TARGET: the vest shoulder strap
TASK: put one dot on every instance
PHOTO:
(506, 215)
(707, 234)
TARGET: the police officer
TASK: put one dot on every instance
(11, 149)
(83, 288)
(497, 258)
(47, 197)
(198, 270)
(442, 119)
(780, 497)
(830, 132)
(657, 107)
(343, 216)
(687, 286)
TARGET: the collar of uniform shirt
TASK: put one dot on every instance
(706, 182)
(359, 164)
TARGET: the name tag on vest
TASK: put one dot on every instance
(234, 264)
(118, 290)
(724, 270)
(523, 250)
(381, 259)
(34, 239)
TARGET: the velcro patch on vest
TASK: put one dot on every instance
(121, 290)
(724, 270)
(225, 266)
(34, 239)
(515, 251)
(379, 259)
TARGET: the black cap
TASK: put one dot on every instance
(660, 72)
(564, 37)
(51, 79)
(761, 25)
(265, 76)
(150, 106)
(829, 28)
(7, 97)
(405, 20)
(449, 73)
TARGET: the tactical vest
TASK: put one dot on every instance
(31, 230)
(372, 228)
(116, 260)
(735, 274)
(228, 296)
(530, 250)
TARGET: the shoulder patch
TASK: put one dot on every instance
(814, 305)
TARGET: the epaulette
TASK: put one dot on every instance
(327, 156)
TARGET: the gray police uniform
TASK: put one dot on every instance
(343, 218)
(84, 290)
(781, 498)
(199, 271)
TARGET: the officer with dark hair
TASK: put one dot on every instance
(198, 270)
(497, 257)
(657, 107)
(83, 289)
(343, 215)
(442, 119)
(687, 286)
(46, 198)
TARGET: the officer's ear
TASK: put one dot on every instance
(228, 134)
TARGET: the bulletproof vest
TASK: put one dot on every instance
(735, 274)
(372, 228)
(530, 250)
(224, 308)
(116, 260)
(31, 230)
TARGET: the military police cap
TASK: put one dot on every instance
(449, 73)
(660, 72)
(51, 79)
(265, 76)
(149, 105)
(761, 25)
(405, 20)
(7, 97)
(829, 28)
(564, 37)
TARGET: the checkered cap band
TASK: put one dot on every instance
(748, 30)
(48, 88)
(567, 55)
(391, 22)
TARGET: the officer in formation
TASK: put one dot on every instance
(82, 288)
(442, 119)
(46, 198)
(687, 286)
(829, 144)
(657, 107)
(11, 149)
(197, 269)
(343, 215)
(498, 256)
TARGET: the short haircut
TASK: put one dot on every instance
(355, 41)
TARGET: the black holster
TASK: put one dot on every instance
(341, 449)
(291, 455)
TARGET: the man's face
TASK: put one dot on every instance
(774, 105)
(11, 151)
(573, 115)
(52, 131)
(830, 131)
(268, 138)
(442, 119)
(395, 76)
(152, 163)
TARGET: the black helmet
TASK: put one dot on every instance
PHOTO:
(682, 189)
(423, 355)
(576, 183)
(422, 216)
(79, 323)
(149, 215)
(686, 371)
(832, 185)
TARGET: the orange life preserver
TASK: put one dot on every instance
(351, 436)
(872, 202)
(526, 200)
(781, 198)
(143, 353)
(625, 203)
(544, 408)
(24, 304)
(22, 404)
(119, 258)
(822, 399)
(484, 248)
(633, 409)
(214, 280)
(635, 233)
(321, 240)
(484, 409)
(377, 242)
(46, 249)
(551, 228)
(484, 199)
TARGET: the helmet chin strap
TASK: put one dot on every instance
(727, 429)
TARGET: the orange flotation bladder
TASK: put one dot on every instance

+--

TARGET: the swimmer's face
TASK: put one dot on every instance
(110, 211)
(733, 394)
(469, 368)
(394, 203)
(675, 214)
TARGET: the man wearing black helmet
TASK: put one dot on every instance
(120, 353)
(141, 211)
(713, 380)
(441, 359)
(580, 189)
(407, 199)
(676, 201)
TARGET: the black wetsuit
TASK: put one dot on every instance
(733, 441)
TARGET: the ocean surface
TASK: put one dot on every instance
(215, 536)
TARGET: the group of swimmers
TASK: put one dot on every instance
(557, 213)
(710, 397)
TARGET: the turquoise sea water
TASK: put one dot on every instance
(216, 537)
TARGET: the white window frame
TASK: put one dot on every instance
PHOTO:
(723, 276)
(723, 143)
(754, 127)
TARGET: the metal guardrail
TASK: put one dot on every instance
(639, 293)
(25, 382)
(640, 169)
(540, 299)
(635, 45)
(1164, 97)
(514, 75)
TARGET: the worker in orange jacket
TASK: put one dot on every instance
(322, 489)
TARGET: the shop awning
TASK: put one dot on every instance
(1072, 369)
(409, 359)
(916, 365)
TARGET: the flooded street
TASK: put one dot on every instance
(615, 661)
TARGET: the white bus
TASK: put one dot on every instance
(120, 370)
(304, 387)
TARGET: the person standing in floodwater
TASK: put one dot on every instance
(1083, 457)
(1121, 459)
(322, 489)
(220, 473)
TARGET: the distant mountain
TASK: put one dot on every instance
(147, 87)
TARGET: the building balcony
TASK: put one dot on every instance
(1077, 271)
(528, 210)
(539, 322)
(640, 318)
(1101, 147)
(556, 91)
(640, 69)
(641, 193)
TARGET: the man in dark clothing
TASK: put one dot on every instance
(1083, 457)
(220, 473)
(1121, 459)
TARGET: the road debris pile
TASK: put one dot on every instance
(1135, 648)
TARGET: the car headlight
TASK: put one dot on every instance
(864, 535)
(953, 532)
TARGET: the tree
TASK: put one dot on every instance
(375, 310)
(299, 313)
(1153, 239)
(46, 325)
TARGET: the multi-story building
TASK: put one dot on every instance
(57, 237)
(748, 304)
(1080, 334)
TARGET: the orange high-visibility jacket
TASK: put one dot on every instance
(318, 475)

+--

**WHAT YOU NEED TO DO**
Rewrite the records from the line with "TARGET: the building balcony" to the line with "(1080, 334)", swapping every "dot" for "point" and keeping everything else unchanged. Give only those lines.

**TASK ANSWER**
TARGET: the building balcony
TASK: put one point on every instance
(1077, 271)
(528, 210)
(539, 322)
(640, 318)
(1101, 147)
(556, 91)
(640, 69)
(641, 193)
TARGET: the man in dark clothing
TASK: put one point on every instance
(1083, 457)
(220, 473)
(1121, 459)
TARGET: the road debris pile
TASK: put one point on every instance
(1135, 648)
TARGET: the car headlight
TASK: put one point on every instance
(864, 535)
(953, 532)
TARGET: the tree
TASK: put one point on every instance
(375, 310)
(299, 313)
(1153, 239)
(46, 325)
TARGET: the multi-story building
TASK: put one point on every instance
(57, 237)
(748, 304)
(1080, 334)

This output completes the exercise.